Task to carry out | Nothing in the data should change when you return it, but leave the pictures out.
######
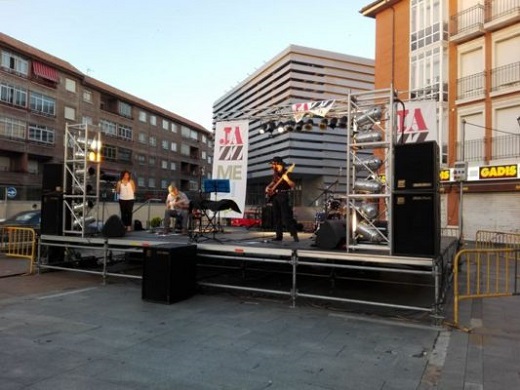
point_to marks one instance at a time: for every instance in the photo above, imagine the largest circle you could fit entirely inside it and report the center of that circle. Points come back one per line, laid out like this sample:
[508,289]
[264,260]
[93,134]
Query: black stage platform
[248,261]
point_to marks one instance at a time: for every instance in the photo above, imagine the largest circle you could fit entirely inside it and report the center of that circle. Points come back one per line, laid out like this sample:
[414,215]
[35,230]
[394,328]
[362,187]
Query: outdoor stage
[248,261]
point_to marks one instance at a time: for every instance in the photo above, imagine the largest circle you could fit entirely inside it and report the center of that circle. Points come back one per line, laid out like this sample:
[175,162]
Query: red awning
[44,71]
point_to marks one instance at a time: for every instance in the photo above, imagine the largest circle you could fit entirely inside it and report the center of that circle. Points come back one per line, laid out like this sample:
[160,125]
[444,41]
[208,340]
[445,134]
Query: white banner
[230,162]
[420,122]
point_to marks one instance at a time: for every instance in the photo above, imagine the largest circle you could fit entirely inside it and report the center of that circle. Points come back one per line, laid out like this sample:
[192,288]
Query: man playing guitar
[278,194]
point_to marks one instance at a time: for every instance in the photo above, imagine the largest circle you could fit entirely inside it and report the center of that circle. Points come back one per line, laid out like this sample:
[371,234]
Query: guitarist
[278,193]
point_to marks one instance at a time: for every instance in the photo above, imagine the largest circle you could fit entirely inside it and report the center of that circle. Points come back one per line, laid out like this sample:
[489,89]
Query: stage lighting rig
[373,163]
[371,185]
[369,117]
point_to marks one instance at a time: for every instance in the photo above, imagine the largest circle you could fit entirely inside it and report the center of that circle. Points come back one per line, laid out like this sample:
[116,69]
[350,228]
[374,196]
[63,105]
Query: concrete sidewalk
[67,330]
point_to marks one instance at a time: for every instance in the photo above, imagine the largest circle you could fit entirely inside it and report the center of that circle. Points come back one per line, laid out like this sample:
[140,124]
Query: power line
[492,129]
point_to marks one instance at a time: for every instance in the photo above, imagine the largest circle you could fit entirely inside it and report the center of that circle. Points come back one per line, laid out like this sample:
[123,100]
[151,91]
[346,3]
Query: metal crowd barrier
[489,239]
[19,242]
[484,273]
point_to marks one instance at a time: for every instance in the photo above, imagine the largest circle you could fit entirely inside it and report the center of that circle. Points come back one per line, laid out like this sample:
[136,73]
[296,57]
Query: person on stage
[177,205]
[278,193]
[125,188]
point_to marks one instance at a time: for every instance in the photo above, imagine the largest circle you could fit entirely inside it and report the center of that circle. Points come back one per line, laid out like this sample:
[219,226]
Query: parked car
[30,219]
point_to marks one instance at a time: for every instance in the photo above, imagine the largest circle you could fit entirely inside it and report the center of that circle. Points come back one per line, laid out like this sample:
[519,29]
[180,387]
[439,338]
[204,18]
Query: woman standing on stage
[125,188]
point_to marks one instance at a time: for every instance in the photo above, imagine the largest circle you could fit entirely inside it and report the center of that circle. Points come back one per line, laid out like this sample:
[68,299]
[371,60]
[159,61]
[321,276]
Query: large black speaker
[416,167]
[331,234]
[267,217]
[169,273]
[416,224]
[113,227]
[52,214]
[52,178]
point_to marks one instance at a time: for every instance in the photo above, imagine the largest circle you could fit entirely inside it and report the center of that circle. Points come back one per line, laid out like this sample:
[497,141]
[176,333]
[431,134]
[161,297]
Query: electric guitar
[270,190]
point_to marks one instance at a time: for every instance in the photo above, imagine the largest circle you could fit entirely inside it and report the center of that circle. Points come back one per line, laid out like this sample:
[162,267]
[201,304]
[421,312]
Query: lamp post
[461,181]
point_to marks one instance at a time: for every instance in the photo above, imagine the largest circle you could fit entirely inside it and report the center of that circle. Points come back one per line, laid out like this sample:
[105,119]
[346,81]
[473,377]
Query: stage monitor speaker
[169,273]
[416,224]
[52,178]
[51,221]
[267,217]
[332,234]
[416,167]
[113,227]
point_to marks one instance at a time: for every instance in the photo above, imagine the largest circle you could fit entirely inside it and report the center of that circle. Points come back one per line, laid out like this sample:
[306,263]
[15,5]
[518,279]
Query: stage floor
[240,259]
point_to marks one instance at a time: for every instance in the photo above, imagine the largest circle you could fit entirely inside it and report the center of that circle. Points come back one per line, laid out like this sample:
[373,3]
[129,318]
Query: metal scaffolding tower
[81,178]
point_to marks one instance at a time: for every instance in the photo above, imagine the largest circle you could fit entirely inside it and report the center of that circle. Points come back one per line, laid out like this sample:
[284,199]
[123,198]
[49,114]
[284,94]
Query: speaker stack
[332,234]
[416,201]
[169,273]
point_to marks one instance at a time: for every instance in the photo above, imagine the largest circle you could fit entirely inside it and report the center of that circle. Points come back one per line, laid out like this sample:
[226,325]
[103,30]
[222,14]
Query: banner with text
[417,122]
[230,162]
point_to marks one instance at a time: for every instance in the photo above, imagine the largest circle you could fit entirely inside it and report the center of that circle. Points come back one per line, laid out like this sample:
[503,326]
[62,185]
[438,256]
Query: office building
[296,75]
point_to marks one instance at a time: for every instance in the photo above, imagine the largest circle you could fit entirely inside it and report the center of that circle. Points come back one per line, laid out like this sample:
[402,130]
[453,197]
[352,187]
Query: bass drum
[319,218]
######
Solution to this problem |
point_to marks one instance at a time: for every instance in the photo above, imagine the largest circle you could fit entirely inside it and report the center of that circle. Points come back one per line, laid out like this sample:
[508,289]
[264,260]
[93,134]
Query: black stage platform
[248,261]
point_to marks one instance at a time: for every instance in the photo above, imagine the largest circle you could fit entirely inside it and report the center of that circle. Points come back one per line, laid out like this sample:
[414,215]
[35,230]
[394,328]
[362,187]
Query: outdoor stage
[248,261]
point_to marks one instance at a time: for every instance in the photo above, imagine the largest circle you could fit entirely inside it and report the center of that circle. Points come back one per line, laid out like this sample:
[175,162]
Query: red awning
[44,71]
point_to marks one instance at a time: for every instance in the photo above, imagine the largest circle you could fit entirely inside it and report the center of that circle. Points come back one per line, laid out like this sample:
[160,125]
[444,41]
[208,340]
[445,134]
Query: white banner
[230,162]
[420,122]
point_to marks one instance at a time: for every instance in the photo above, imagine the largest circle you could fit entirely inside it and report the center of that circle. Points come back one per line, laid out like this sample:
[192,288]
Query: man playing guitar
[278,194]
point_to marks one instance at a time: for every instance in the photo above, imagine the largest circle you could fit entirely inside it and report the center of that circle. Points come back one per line, laid out like this sample:
[371,234]
Query: guitarist
[278,193]
point_to marks one instance at a time: for every instance in the photo above, imagine the largest circle you could fit entirely inside it and report the center of that circle. Points come back one per line, laid out like this sample:
[489,89]
Query: stage lighting rig
[373,163]
[371,185]
[369,117]
point_to marks one instance at a time: for every instance in the photo above, imagine the largest circle you could fit entirely inside it and report the center of that circle. Points come back one per line, laid out like this sample:
[116,69]
[350,228]
[374,196]
[63,105]
Query: concrete sidewalk
[67,330]
point_to marks one instance at a time: for every instance in the photo above, imagine the largest circle you could fit entirely inside it and report the center of that circle. Points come back one per line, laid out like this sample:
[140,124]
Query: power line
[492,129]
point_to marks one instance at a time: for every instance in the photo above, imagine the largest circle you could fit entirely inside it and report the center of that circle. Points come back one per line, laid out like this sample:
[123,100]
[151,91]
[346,3]
Query: metal crowd barrier
[489,239]
[19,242]
[484,273]
point_to marks one instance at a time: for every instance in the photo above, imagine the largest circle you could fit entirely inside it and report the center of that circle. Points come back one per line, laid out like this sample:
[136,73]
[296,57]
Query: person on stage
[177,205]
[278,193]
[125,188]
point_to marks one instance at a time: for every instance in the photo above, imagine the largest circle you could fit entirely inside it and report the center of that circle. Points come back one per line, laid out like this sample:
[219,226]
Query: parked car
[30,219]
point_to marks one instance at a time: for every instance in the photo above, imagine the largest circle you could fit entirely inside it and report the center of that circle. Points come back one per line, laid out like this sample:
[519,29]
[180,387]
[439,338]
[204,18]
Query: woman standing on stage
[125,188]
point_to marks one instance at a time: for every instance in the photo above, imagine the largest circle you could fit entirely inside it and report the center of that circle. Points come back one per line, laid out like this sample:
[68,299]
[371,60]
[159,61]
[321,276]
Query: large black speaker
[416,167]
[331,234]
[267,217]
[169,273]
[416,224]
[113,227]
[52,214]
[52,178]
point_to marks one instance at a time: for every instance in the photo above, imagine the largest circle you could fit entirely inside it and report the center of that circle. Points come back one per line, laid out like this sample:
[497,141]
[176,333]
[431,134]
[161,297]
Query: electric guitar
[270,190]
point_to marks one instance at a time: for every instance in the photo above, imagine the largest circle you could fit entirely inside it and report the center of that circle. Points come back one per line, laid out like this sample:
[162,267]
[201,304]
[421,312]
Query: lamp post
[461,181]
point_to marks one instance at a time: for every instance in the photo above, imagine the largest circle you could fit entirely inside it and report the center of that circle. Points come back one per line, laid out like this sample:
[105,119]
[346,81]
[473,377]
Query: stage monitor speaker
[169,273]
[416,224]
[52,178]
[51,221]
[267,217]
[332,234]
[416,167]
[113,227]
point_to marks one instance at a time: for every instance in the photo above, imagine the largest circle you could fit entirely inside it and report the center of that circle. Points come back one per line, laid out like this sample:
[306,263]
[15,5]
[518,279]
Query: stage floor
[240,259]
point_to marks one instance at a time: for every instance in the photo above, imagine the largest circle you could fit entirely inside it and report the center of that circle. Points come back one per line, laid out like this sample:
[373,3]
[129,318]
Query: metal scaffolding tower
[81,178]
point_to marks one instance at a time: for every instance in the photo above, imagine the largest circle you could fit entirely inside it and report the center of that circle. Points come back one per line, laid out like this sample:
[284,199]
[123,198]
[49,114]
[284,94]
Query: speaker stack
[332,234]
[416,201]
[169,273]
point_to marks one instance at a time: for every instance in the photo above, imagine the largest circle you could fit entirely inside it and report the center of that circle. Points come back one per line, laid out like this sample:
[226,325]
[103,30]
[222,14]
Query: banner with text
[417,122]
[230,162]
point_to marks one instance at a time: for every instance in the photo above, imagine the largest circle you could fit entirely inside it and report the center of that circle. Points come back one per line, laid out like this sample:
[503,326]
[62,185]
[438,256]
Query: office building
[296,75]
point_to marks one instance at a time: for every instance in the photo above, imagine the largest circle you could fit entirely inside it and report the center of that circle. Points come back one per line, laid out like this sample:
[402,130]
[453,197]
[352,187]
Query: bass drum
[319,218]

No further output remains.